**Dataset records:**
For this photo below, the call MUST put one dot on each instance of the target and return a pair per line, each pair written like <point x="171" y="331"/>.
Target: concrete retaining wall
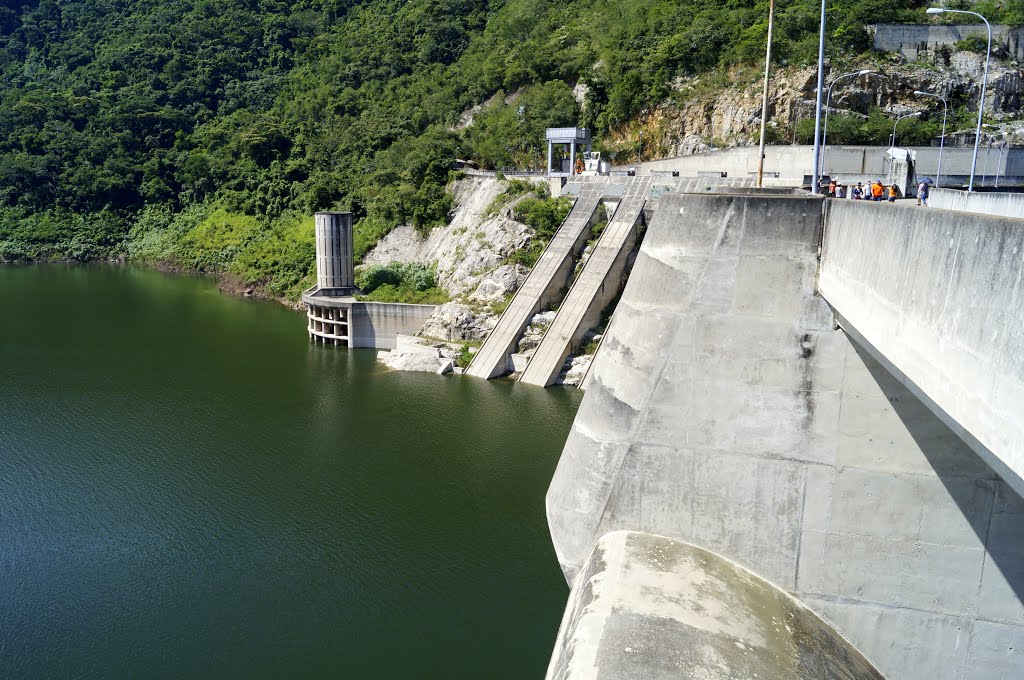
<point x="939" y="295"/>
<point x="724" y="410"/>
<point x="910" y="39"/>
<point x="986" y="203"/>
<point x="847" y="162"/>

**What this task involves:** Give back the whole listing as it stands, minus its pictures.

**Written answer:**
For this photo below, the call MUST put one dot on each instance of the target and return a pair per line, each pair written like <point x="171" y="331"/>.
Target: concrete retaining wall
<point x="939" y="295"/>
<point x="724" y="410"/>
<point x="910" y="39"/>
<point x="986" y="203"/>
<point x="847" y="162"/>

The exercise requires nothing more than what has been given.